[Opening Source text section]

The elevated expression and activation of B1R is observed in numerous diseases associated with inflammation, including hypertension, heart failure, stroke, atherosclerosis, obesity, diabetes, asthma, traumatic brain injury, and neurodegenerative disorders16. The present study clearly supports the hypothesis that kinin B1R plays a central role in mediating orexin A system hyperactivity in neurogenic hypertension. Our studies utilized both a genetic knockout animal model and pharmacological activation of the B1R in primary neuronal culture to highlight the importance of B1R in exacerbating the orexin system activity in neurogenic hypertension, supporting B1R as a viable target for antihypertensive drug development. Overall, the study adds new knowledge on PVN B1R signaling in hypertension.

The results of the present study demonstrate that deletion of kinin B1R mitigates the increased activity of the central orexinergic system and elevated plasma AVP, well-recognized mediators of the DOCA-salt hypertension. Ex vivo findings in PVN tissues from DOCA-salt treated wild-type and B1R deficient mice and pharmacologic studies with B1R agonist and antagonist as well as orexin receptor antagonists in neuronal culture support the premise that B1R serves as an upstream activator of the pro-hypertensive orexin A system. Equally important, the findings identify the B1R blockade as a novel central therapeutic modality, particularly in resistant hypertension. Further studies on the role B1R in the modulation of hypertension and neuroinflammation are needed to substantiate these findings and to understand this complex signaling cascade. These future investigations will also provide foundational knowledge and provide insights into the development of future treatments for clinically treating neurogenic hypertension.

[Closing Source text section]

▶ What is needed
Reproduce the passage on kinin B1R and the orexin system in neurogenic hypertension in full, word for word.

[Opening Extracted material section]

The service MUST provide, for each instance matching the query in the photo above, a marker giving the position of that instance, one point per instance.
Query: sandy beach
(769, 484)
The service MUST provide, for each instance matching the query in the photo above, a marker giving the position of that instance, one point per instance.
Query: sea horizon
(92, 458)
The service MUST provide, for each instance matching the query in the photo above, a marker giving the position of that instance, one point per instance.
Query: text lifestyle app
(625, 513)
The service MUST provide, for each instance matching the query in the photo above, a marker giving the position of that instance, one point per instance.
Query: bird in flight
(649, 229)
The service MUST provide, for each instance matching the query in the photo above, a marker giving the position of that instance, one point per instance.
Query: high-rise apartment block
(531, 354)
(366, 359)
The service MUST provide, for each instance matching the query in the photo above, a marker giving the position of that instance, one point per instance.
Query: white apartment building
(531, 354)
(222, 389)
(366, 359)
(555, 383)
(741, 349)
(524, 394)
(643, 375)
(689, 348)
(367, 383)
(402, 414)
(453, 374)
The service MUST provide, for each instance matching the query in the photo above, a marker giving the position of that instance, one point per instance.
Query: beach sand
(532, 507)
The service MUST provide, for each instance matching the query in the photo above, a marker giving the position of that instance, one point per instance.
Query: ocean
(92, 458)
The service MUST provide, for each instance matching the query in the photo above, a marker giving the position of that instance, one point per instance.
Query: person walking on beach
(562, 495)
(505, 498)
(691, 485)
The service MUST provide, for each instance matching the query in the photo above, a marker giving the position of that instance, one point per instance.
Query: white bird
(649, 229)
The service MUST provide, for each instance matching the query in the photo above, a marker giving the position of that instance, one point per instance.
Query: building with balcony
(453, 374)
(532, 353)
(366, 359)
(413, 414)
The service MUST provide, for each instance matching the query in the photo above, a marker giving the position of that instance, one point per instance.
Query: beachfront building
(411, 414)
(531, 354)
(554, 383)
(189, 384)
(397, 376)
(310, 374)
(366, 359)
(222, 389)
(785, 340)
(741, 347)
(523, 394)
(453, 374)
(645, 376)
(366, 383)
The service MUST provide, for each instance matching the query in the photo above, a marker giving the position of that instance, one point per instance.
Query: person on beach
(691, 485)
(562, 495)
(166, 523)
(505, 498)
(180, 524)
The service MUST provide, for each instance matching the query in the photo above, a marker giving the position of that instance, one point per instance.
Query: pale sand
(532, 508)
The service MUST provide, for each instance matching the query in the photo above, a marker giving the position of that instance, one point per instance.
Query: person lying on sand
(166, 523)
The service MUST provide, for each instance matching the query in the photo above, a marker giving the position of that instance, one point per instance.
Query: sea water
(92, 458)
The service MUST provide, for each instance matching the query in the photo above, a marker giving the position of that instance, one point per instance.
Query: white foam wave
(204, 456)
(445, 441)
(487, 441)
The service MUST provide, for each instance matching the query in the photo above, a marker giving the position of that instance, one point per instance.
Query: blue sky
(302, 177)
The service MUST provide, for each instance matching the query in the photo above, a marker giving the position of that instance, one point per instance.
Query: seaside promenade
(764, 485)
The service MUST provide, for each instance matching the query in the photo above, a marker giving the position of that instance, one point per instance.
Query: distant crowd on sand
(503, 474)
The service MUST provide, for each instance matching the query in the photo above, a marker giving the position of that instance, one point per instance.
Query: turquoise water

[Closing Extracted material section]

▶ Written response
The elevated expression and activation of B1R is observed in numerous diseases associated with inflammation, including hypertension, heart failure, stroke, atherosclerosis, obesity, diabetes, asthma, traumatic brain injury, and neurodegenerative disorders16. The present study clearly supports the hypothesis that kinin B1R plays a central role in mediating orexin A system hyperactivity in neurogenic hypertension. Our studies utilized both a genetic knockout animal model and pharmacological activation of the B1R in primary neuronal culture to highlight the importance of B1R in exacerbating the orexin system activity in neurogenic hypertension, supporting B1R as a viable target for antihypertensive drug development. Overall, the study adds new knowledge on PVN B1R signaling in hypertension.

The results of the present study demonstrate that deletion of kinin B1R mitigates the increased activity of the central orexinergic system and elevated plasma AVP, well-recognized mediators of the DOCA-salt hypertension. Ex vivo findings in PVN tissues from DOCA-salt treated wild-type and B1R deficient mice and pharmacologic studies with B1R agonist and antagonist as well as orexin receptor antagonists in neuronal culture support the premise that B1R serves as an upstream activator of the pro-hypertensive orexin A system. Equally important, the findings identify the B1R blockade as a novel central therapeutic modality, particularly in resistant hypertension. Further studies on the role B1R in the modulation of hypertension and neuroinflammation are needed to substantiate these findings and to understand this complex signaling cascade. These future investigations will also provide foundational knowledge and provide insights into the development of future treatments for clinically treating neurogenic hypertension.